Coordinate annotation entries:
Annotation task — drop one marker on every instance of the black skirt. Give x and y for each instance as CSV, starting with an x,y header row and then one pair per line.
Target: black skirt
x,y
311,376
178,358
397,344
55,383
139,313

§ Problem statement
Lay out all of the data above as a JSON list of strings, one string per line, leaving out any blank lines.

§ Result for this task
[
  "Annotation task — drop one marker on every instance of the black skirt. Give x and y for each instance as CSV, starting with an x,y header row and then one pair per line.",
  "Target: black skirt",
  "x,y",
  "311,376",
  "178,358",
  "397,344",
  "55,383",
  "139,313"
]